Welche Zeilen im Material enthalten das Wort „running“? Finde sie alle und schreib jede davon unverändert ab.

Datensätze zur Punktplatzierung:
..............................
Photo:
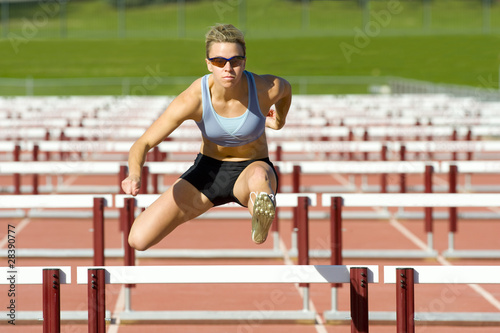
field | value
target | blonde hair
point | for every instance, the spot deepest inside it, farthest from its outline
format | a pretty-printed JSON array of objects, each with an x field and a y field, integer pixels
[{"x": 224, "y": 33}]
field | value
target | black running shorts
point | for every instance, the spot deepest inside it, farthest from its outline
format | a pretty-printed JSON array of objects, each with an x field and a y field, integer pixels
[{"x": 215, "y": 178}]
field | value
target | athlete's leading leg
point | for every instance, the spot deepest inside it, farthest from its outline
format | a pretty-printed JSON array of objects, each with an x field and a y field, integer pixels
[
  {"x": 256, "y": 188},
  {"x": 180, "y": 203}
]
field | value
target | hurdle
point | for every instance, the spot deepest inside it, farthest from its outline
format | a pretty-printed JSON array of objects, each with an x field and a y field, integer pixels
[
  {"x": 51, "y": 280},
  {"x": 359, "y": 278},
  {"x": 282, "y": 200},
  {"x": 407, "y": 276},
  {"x": 425, "y": 200},
  {"x": 96, "y": 202}
]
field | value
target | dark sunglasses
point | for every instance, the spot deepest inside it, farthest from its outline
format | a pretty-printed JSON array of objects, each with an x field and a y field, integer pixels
[{"x": 235, "y": 61}]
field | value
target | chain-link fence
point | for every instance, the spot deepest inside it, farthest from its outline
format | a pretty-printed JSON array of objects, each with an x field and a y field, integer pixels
[{"x": 258, "y": 18}]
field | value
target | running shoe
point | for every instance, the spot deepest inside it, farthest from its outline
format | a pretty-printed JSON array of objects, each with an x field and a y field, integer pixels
[{"x": 264, "y": 210}]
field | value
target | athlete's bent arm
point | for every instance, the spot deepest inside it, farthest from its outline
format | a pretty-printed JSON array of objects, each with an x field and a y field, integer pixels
[{"x": 281, "y": 96}]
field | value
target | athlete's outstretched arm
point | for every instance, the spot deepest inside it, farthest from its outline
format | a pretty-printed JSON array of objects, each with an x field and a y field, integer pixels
[{"x": 281, "y": 96}]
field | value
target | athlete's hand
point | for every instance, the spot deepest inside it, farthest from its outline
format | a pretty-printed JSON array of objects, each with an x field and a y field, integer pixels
[{"x": 131, "y": 185}]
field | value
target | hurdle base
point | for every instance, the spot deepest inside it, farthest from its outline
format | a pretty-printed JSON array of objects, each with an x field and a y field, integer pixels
[
  {"x": 36, "y": 317},
  {"x": 421, "y": 318},
  {"x": 217, "y": 317}
]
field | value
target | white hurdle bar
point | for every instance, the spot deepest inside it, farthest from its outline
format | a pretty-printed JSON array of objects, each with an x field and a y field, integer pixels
[
  {"x": 407, "y": 276},
  {"x": 424, "y": 200},
  {"x": 96, "y": 202},
  {"x": 51, "y": 279},
  {"x": 358, "y": 276}
]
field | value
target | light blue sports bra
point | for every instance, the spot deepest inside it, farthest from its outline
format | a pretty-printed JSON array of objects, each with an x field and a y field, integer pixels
[{"x": 232, "y": 132}]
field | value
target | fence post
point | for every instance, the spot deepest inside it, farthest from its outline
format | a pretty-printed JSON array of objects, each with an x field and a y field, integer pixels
[{"x": 5, "y": 18}]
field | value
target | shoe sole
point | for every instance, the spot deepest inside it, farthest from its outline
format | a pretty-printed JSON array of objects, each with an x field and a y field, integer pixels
[{"x": 263, "y": 216}]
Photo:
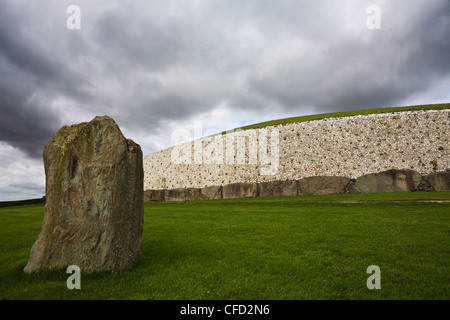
..............................
Endergebnis
target | black running shorts
target | running shoe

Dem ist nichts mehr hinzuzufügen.